*EXTRAIT DU TEXTE*
========================================================================
Dans cette impuissance partagée quelle place pour la famille ? le soignant ? le malade ? Lorsque plus aucun remède n’est possible, de quelle manière la situation ensemble peut-elle continuer à signifier quelque chose ? Chaque acteur de ce moment critique contribue, d’une manière ou d’une autre, à la qualité de l’accompagnement. D’une manière générale, on pourrait dire qu’une distinction apparaît pour le malade entre ce qui relève de ses choix et de ses convictions les plus intimes et l’extériorité que constitue l’environnement médical et l’environnement « naturel ». L’accompagnement renvoie effectivement à deux postures parfois antagonistes : l’accompagnement professionnel, entendons tout le corps médical, et l’accompagnement « naturel », c’est à dire le soutien familial et amical. La question est de savoir de quelle manière cette triple vision de la fin de vie s’organise pour le patient : s’agit-il pour les soignants d’entendre la volonté du malade, de s’y adapter ou bien de mettre en œuvre un processus prédéfini ? S’agit-il pour la famille et les amis, d’accepter la volonté du malade, d’être une instance de délibération ou simplement de confirmer l’autre dans son humanité par le témoignage de leur soutien ?
========================================================================
*SECTION DE DONNÉES*
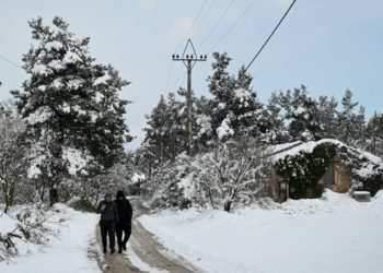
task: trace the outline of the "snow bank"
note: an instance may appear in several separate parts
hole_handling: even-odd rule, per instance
========================================================================
*CONSIGNE 1*
Quels acteurs la question qui ouvre le passage sur l'accompagnement en fin de vie énumère-t-elle ? Nommez-les tous.
*CONSIGNE 2*
Prolongez le passage sur l'accompagnement en fin de vie à la suite de sa dernière phrase.
Ces données proviennent d'une autre source que l'extrait.

*RÉPONSE RÉDIGÉE 1*
La famille, le soignant et le malade.

*RÉPONSE RÉDIGÉE 2*
Plusieurs dispositifs énoncés par la loi Leonetti tendent à inscrire la volonté du malade dans les modalités de sa prise en charge médicale : les directives anticipées, par lesquelles le malade peut déclarer par anticipation et de manière officielle sa position quant aux soins qui lui seront prodigués lorsqu’il ne sera plus en mesure de donner son avis ; la désignation d’une personne de confiance par le malade, qui aura pour tâche de se substituer à lui pour faire respecter sa volonté au moment où cela lui sera devenu impossible. La personne de confiance intervient ainsi comme le garant du respect des volontés du patient.

Alors pourquoi ces mesures ne suffisent-t-elles pas ? Des difficultés peuvent intervenir dès lors qu’il y a un conflit entre la volonté qui émane du malade et les positions de l’accompagnement professionnel ou celles de l’accompagnement « naturel ». En d’autres termes, il peut arriver que l’instance médicale oppose ses principes aux directives émises par le malade ou son représentant, que la famille n’accepte pas les demandes du malade. Dans ce cas, il convient de s’interroger sur ce qui revêt le plus d’importance : la parole du malade ou les positions de l’entourage professionnel et naturel ? La personne, dès lors qu’elle est en fin de vie, devient-elle un objet soumis aux principes d’une instance supérieure ? Ou bien garde-t-elle la possibilité de faire entendre sa voix ? Sans écarter la possibilité que les autres instances aient de bonnes intentions, peuvent-elles assumer leur opposition à la volonté du malade lui-même ? Dans l’acte du soin palliatif, l’articulation entre la personne malade et le corps médical et/ou la famille semble pouvoir se retourner en rapport de force. L’autre versant serait celui de la bientraitance, qui ferait de l’éthique de la personne la valeur de négociation entre les différents acteurs.

Cependant, quelles que soient les modalités d’accompagnement peut on dire qu’il est nécessaire de mourir accompagné ? Pour permettre au mourant d’être vivant jusqu’au bout, à ses proches d’affronter cette épreuve.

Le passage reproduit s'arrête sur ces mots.